Devenu écrivain, et presque trente ans après la mort sacrificielle de ce père héroïsé, son fils unique, Hector Abad Faciolince, dont l’enfance s’est vue entourée du doux gazouillis de ses cinq sœurs, consacre à cette figure généreuse et tutélaire une biographie romancée, « L’Oubli que nous serons » (2006), qui rencontre un large succès.
C’est ce texte que, en 2020, entre fidélité scrupuleuse et audaces mesurées, le réalisateur espagnol Fernando Trueba, secondé par son propre fils David Trueba au scénario, consent finalement à adapter pour le cinéma, tout en conservant son titre, qui reprend le premier vers d’un sonnet de Borgès, « Aquí, hoy ». Javier Cámara, souvent vu chez Almodovar, y tient le rôle de ce père aussi passionnément dévoué à sa famille qu’à ses idéaux. Nicolás Reyes Cano et Juan Pablo Urrego incarnent le fils aimant, d’abord enfant puis jeune adulte.

LISTE DU MATÉRIEL —
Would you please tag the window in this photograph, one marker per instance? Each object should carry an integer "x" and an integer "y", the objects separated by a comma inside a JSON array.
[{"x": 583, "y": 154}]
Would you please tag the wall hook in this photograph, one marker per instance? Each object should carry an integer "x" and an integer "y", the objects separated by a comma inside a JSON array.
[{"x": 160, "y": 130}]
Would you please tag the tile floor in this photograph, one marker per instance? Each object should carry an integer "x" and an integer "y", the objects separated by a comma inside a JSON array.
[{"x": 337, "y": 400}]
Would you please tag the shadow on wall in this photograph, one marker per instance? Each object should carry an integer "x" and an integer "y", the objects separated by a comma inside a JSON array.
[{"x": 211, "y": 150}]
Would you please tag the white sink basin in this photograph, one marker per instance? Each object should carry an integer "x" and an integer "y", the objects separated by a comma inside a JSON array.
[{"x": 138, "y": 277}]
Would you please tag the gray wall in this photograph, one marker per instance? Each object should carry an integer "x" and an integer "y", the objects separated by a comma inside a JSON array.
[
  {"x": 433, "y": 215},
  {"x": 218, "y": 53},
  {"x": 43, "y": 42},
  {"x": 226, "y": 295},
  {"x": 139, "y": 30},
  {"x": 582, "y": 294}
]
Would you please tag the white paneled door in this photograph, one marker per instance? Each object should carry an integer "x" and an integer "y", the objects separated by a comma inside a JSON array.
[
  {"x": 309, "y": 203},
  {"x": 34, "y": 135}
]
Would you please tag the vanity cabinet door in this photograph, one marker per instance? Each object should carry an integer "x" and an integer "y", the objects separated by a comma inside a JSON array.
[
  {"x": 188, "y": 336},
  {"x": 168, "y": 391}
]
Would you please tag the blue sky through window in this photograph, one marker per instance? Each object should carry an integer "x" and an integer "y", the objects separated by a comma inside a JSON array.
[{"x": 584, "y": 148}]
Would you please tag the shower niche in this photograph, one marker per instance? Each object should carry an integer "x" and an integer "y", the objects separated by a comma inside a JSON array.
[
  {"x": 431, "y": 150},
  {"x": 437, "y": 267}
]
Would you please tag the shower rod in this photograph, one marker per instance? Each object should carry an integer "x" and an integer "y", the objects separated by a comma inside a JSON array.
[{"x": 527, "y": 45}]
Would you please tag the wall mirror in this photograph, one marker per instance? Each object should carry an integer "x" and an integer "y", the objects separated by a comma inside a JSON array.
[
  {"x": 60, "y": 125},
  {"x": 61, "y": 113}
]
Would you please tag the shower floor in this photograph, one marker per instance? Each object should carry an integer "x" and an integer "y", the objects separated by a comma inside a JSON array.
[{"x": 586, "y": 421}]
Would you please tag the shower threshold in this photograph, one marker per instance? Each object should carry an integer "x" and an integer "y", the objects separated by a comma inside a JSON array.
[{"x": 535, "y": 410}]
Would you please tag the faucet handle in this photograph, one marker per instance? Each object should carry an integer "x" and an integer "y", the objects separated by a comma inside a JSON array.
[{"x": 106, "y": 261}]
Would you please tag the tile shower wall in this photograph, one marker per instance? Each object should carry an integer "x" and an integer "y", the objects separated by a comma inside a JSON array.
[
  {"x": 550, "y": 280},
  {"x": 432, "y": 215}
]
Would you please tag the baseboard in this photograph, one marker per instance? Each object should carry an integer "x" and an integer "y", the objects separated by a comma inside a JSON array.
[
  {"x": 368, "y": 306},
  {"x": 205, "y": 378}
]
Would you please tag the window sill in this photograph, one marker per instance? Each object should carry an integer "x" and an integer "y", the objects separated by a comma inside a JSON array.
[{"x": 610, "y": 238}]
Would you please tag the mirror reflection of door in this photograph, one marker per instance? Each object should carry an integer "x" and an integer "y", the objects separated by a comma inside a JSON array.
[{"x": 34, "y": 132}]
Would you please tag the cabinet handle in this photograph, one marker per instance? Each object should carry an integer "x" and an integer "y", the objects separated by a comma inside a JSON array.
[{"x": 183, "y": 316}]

CONSIGNE — Selon la source, quel acteur interprète le père dans le film de Fernando Trueba ? Le matériel n'a aucun rôle à jouer ici.

SOLUTION — Javier Cámara.